+++ Texto fornecido

ALUNOS CONVOCADOS PARA PROVA ÀS 3 DA MANHÃ- Por Walmir Rosário*
O sugestivo título não é apenas uma apelação de editores de publicações
sensacionalistas. É verdade e dou que fé que o que passarei a contar nas
próximas linhas é por demais verdadeiro, embora manterei oculto o nome de
um dos personagens: o autor de tal proposta, o professor que marcou o tal e
absurdo horário para uma prova.
O fato aconteceu na Universidade Estadual de Santa Cruz (Uesc), no início dos
da década de 1990, portanto, no século passado, e continua gravado em minha
carcomida memória, por ser esdrúxula até onde não pode mais. Não me lembro
com riqueza de detalhes, pois não fui uma das pessoas atingidas, embora tenha
sido abastecido com robustas informações.
Numa tarde fui procurado no jornal A Região, de Itabuna, do qual era editor,
por alguns estudantes do curso de Direito, que pretendiam fazer uma séria
denúncia. Uma verdadeira bomba, diziam. Eles queriam, de uma só vez, lavar a
honra e a alma, além de conseguirem provas e subsídios para ingressar com
uma ação contra o dito professor e a Uesc.
A Redação inteira parou para ouvir a história, inclusive Daniel Thame, com
quem eu dividia as responsabilidades, as artes e manhas do semanário de
maior circulação de Itabuna, à época. Ouvimos toda a história, contada e
recontada por cada um dos alunos, sempre com um detalhe a mais, enquanto
nós, de início não os levássemos a sério.

++++++

## O exercício
Retome o texto sobre a prova marcada para as 3 da manhã e siga com a história a partir do ponto em que ele termina. Os dados não têm relação alguma com o texto.

+++ Trecho dos dados

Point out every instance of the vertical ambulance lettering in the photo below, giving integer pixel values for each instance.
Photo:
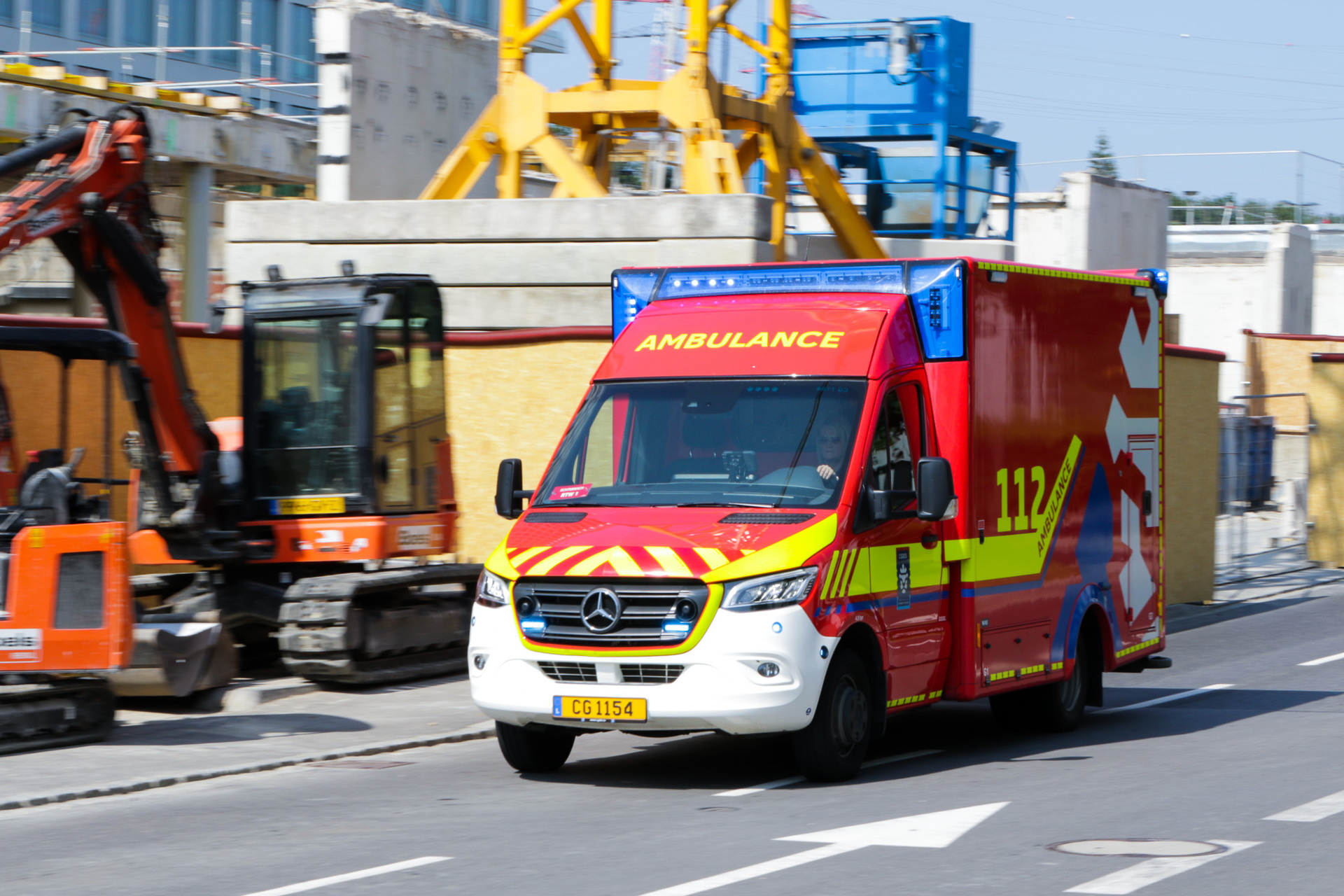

++++++

## Resposta da tarefa
E não era pra menos a nossa desconfiança, embora não estivéssemos cara a
cara com alunos dos cursos fundamentais e sim com homens e mulheres,
muitos deles casados, pais e avôs. Por certo não teriam deixado seus afazeres
de família e trabalho e se deslocados ao jornal para promover uma pegadinha
em nós e nos leitores.
O que mais afligia aos estudantes do curso de Direito era não participar da
colação de grau agendada para semanas próximas, pelo fato de não terem
realizada a última prova de Direito Civil IV. Pior, ainda, para os que claudicavam
com os resultados e notas nem tão positivos, sendo que alguns poderiam ir
buscar uma repescagem na famigerada prova final.
E como ficariam os providenciamentos da colação de grau e a famosa festa de
formatura praticamente quitada. E era um preço altíssimo, valor inestimável,
pagos em prestações mensais com muitas dificuldades. Sem falar nos convites,
já distribuídos para amigos mais chegados e familiares, muitos dos quais
moradores de outras cidades, estados.
Seria uma vergonha dispensar os convidados, e ainda por cima, mudar a foto
da turma, e ter que arcar com os novos custos. Maior que o inestimável
prejuízo financeiro seria a humilhação, pois, inevitavelmente, seria manchete
dos jornais, rádios e televisões. Como àquela época não existiam as redes
sociais a decepção seria bem menor, mas essa não é hora para avaliações.
E os formandos em Direito pela Uesc (turno noturno) já se sentiam avacalhados
pelo horrendo professor, capaz de ter proposto a realizar a quarta prova do
último semestre num horário altamente impróprio, às 3 da madrugada, fora do
expediente da universidade. Viviam uma situação assombrosa que os
marcariam para o resto da vida. Que futuro profissional teriam?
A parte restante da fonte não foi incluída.